Abiotic factors such as latitude and temperature can impact biotic aspects of food web structure like the number of species, the number of links, as well as the proportion of basal or top species. These biotics factors can in turn influence network-structural aspects like connectance, omnivory levels or trophic level. These effects can be direct (variable on variable), or indirect (through another variable)54. Because of this, I used a statistical framework that allowed me to: (1) assess how these biotic and network-structural aspects of food web structure jointly responded to the abiotic explanatory variables (temperature, latitude), (2) partition the effects of latitude and temperature on food web structure, as well as explicitly account for the fact that latitude is an important determinant of global temperatures, and, (3) explicitly model the causal relationships among the many aspects of food web structure (species, links, basal and top species, omnivory, connectance and trophic level) as well as both their direct and indirect effects. To do so, I used a suitable multivariate approach, structural equation modeling (SEM), with latitude, temperature, both or none, as explanatory variables, and the number of species, links, the fraction of basal and top species, omnivory levels, connectance and trophic level, as response variables, as well as the possible causal effects among all considered biotic and network-structural properties of the food webs (see Table S2 in Appendix 3 for model equations). SEM modeling also allows to partition and tease apart the direct, indirect (through another variable), and total effects (sum of direct and indirect) of the different variables (see Appendix 3 for details on how to calculate indirect and total effects).

When latitude and temperature were considered together in the same model, I explicitly accounted for latitude influencing annual average temperature at a global scale. Additionally, I included the effect of ecosystem type (aquatic or terrestrial) as another abiotic explanatory variable for both biotic and network-structural aspects of food webs (Table S2). While I acknowledge that food webs can occur in more than just two possible ecosystem types, the best and most widely used R package currently available for SEM modeling, lavaan55, can only account for continuous or binary variables. Because the different variables all had different magnitudes and variance, they were all standardized to Gaussian distributions of mean equal to one and zero variance by subtracting the sample mean to each data point and dividing by the sample standard deviation. SEM modeling was done with package lavaan in R v3.5.048. All data and code can be found in https://github.com/JPGibert/Temp_food_webs.

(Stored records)
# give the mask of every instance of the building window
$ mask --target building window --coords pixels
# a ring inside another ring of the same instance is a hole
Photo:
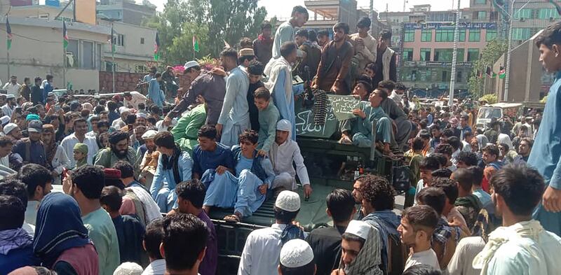
[[[433,30],[424,29],[421,33],[421,42],[432,42],[433,41]]]
[[[469,30],[469,42],[479,42],[481,40],[481,30],[480,29],[470,29]]]
[[[479,59],[479,49],[468,49],[468,62],[473,62]]]
[[[431,49],[421,49],[421,61],[431,61]]]
[[[540,8],[538,13],[538,18],[539,19],[549,19],[559,18],[559,13],[555,8]]]
[[[452,61],[453,49],[434,49],[434,61],[450,62]]]
[[[491,41],[494,40],[496,38],[496,29],[487,29],[487,32],[485,33],[485,41]]]
[[[135,73],[146,73],[148,70],[146,65],[135,65]]]
[[[518,13],[516,12],[514,13],[514,19],[521,19],[521,18],[532,19],[534,18],[533,13],[534,10],[532,10],[531,8],[522,8],[520,10]],[[555,13],[557,13],[557,12],[555,12]]]
[[[437,29],[435,42],[454,42],[453,29]]]
[[[403,49],[403,61],[413,61],[413,49]]]
[[[414,42],[415,31],[407,29],[403,33],[403,42]]]
[[[530,28],[513,28],[513,40],[526,41],[530,36]]]

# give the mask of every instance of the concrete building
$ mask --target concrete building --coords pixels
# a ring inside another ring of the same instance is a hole
[[[10,50],[10,72],[6,47],[0,47],[0,77],[5,83],[10,75],[20,81],[25,77],[43,78],[54,76],[55,86],[63,88],[66,55],[66,81],[72,81],[74,89],[99,90],[102,45],[106,43],[110,29],[104,26],[67,22],[69,45],[62,48],[62,22],[39,18],[10,17],[13,37]],[[1,24],[6,23],[2,19]],[[6,43],[4,36],[1,43]]]
[[[419,92],[436,96],[450,83],[454,32],[452,22],[403,23],[401,55],[398,59],[402,82]],[[461,22],[459,26],[457,94],[466,92],[471,62],[479,58],[487,41],[496,36],[496,23]]]
[[[111,22],[98,20],[100,25],[111,29]],[[115,40],[116,71],[144,73],[149,67],[147,64],[154,61],[154,44],[156,29],[127,24],[113,22]],[[103,45],[103,66],[102,70],[111,71],[113,62],[111,45]]]
[[[98,17],[123,23],[142,25],[156,14],[156,6],[147,0],[142,5],[129,0],[102,0],[97,3]]]

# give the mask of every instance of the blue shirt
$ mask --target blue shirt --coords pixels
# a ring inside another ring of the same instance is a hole
[[[228,146],[216,143],[214,151],[204,151],[197,145],[193,149],[193,172],[199,176],[208,169],[215,169],[222,165],[229,169],[234,168],[234,156]]]

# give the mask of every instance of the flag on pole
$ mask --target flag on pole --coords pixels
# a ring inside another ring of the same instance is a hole
[[[549,2],[553,6],[555,6],[555,9],[557,10],[557,13],[561,15],[561,6],[559,6],[558,3],[555,3],[554,0],[546,0],[546,2]]]
[[[160,59],[160,37],[158,32],[156,32],[156,41],[154,43],[154,59],[158,61]]]
[[[111,25],[111,38],[109,39],[109,44],[111,45],[111,53],[115,53],[115,31],[113,29],[113,25]]]
[[[6,17],[6,47],[8,50],[12,48],[12,27],[10,27],[10,22],[8,21],[8,16]]]
[[[501,70],[499,71],[499,78],[503,79],[506,77],[506,70],[501,66]]]
[[[66,22],[62,21],[62,47],[66,50],[68,47],[68,30],[66,29]]]
[[[197,39],[197,36],[193,34],[193,50],[198,52],[201,49],[198,47],[198,39]]]

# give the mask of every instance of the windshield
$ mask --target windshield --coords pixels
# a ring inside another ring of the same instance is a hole
[[[479,109],[478,118],[501,118],[501,109],[499,108],[482,108]]]

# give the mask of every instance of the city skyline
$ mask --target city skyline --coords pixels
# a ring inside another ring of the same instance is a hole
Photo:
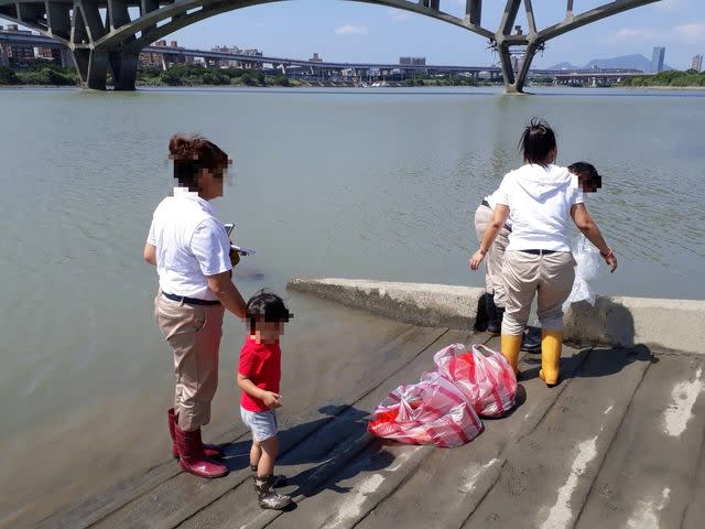
[[[564,17],[563,1],[551,2],[551,8],[541,3],[534,2],[539,28]],[[575,0],[575,12],[603,3],[605,0]],[[462,15],[465,0],[441,0],[441,9]],[[502,10],[503,2],[486,2],[482,24],[497,26]],[[0,19],[2,23],[9,22]],[[527,28],[523,9],[518,23]],[[497,61],[487,40],[451,24],[380,6],[329,0],[273,2],[236,10],[166,39],[191,48],[227,45],[296,58],[317,53],[336,62],[393,63],[400,56],[423,56],[429,64],[489,65]],[[660,46],[666,48],[668,65],[688,68],[693,55],[705,51],[705,2],[662,0],[581,28],[549,42],[533,66],[562,62],[582,66],[595,58],[633,54],[649,58],[653,47]]]

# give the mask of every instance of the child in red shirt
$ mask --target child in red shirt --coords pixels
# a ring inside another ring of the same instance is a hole
[[[293,316],[279,295],[260,291],[248,301],[246,317],[249,336],[240,350],[238,386],[242,390],[240,414],[252,432],[252,479],[261,508],[286,510],[292,507],[292,499],[274,489],[285,482],[284,476],[274,476],[279,453],[274,410],[282,406],[279,337],[284,334],[284,323]]]

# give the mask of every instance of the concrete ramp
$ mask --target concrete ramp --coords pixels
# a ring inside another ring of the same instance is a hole
[[[399,324],[397,324],[399,325]],[[58,512],[46,528],[647,528],[702,527],[705,358],[631,348],[572,348],[561,382],[524,355],[516,409],[484,420],[457,449],[403,445],[367,433],[389,390],[419,379],[453,343],[497,339],[400,325],[362,370],[333,373],[339,398],[281,417],[282,455],[297,508],[261,510],[249,436],[234,431],[229,476],[204,481],[169,461]],[[344,354],[345,352],[337,352]]]

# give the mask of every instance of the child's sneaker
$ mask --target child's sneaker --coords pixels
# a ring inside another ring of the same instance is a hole
[[[250,471],[252,471],[252,479],[254,479],[257,477],[257,466],[250,465]],[[273,477],[274,477],[274,484],[272,485],[273,488],[286,486],[288,484],[286,476],[284,476],[283,474],[274,474]],[[257,489],[257,487],[254,488]]]
[[[260,507],[262,509],[288,510],[293,506],[293,500],[274,490],[274,476],[253,477]]]

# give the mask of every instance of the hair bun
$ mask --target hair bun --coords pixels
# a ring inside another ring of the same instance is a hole
[[[191,139],[184,134],[174,134],[169,140],[169,154],[173,160],[187,160],[191,151]]]

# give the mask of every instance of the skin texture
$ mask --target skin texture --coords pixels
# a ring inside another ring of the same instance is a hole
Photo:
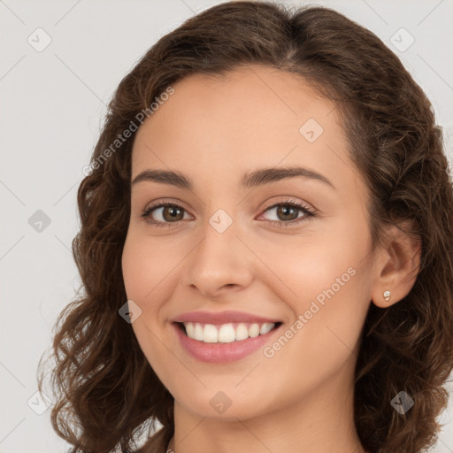
[[[122,257],[127,297],[142,309],[134,332],[175,399],[170,446],[177,453],[363,452],[352,411],[359,336],[372,300],[386,307],[411,290],[417,244],[388,227],[391,240],[372,250],[367,190],[338,112],[297,76],[250,66],[173,87],[137,132],[132,179],[146,169],[178,171],[194,189],[133,185]],[[299,132],[309,119],[323,127],[313,142]],[[240,188],[244,173],[290,165],[323,174],[334,188],[300,176]],[[294,223],[277,208],[266,211],[288,199],[316,217]],[[171,225],[163,208],[150,217],[170,226],[140,217],[159,201],[180,204],[183,219]],[[219,209],[233,220],[221,234],[209,223]],[[349,281],[270,358],[259,349],[233,363],[199,362],[170,322],[187,311],[235,310],[280,319],[281,333],[350,268]],[[210,404],[219,391],[231,401],[222,414]]]

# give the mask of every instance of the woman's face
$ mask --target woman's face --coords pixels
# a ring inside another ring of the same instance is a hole
[[[351,403],[373,265],[334,104],[260,66],[173,88],[132,157],[122,266],[143,353],[202,417]]]

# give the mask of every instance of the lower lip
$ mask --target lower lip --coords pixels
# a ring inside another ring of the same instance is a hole
[[[226,362],[234,362],[240,360],[260,348],[263,348],[269,338],[281,326],[273,328],[264,335],[258,335],[255,338],[248,338],[239,342],[232,342],[230,343],[205,343],[198,340],[188,338],[180,329],[180,326],[173,324],[182,348],[190,354],[194,358],[202,362],[209,362],[211,364],[224,364]]]

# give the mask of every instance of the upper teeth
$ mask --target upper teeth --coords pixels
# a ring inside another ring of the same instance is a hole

◆ **Required work**:
Answer these questions from the page excerpt on food web structure:
1. How does the excerpt define a total effect?
2. Which two ecosystem types were included as an explanatory variable?
3. Which R package was used for the SEM modeling?

◆ **Response for this exercise**:
1. A total effect is the sum of the direct and indirect effects.
2. Aquatic and terrestrial.
3. lavaan.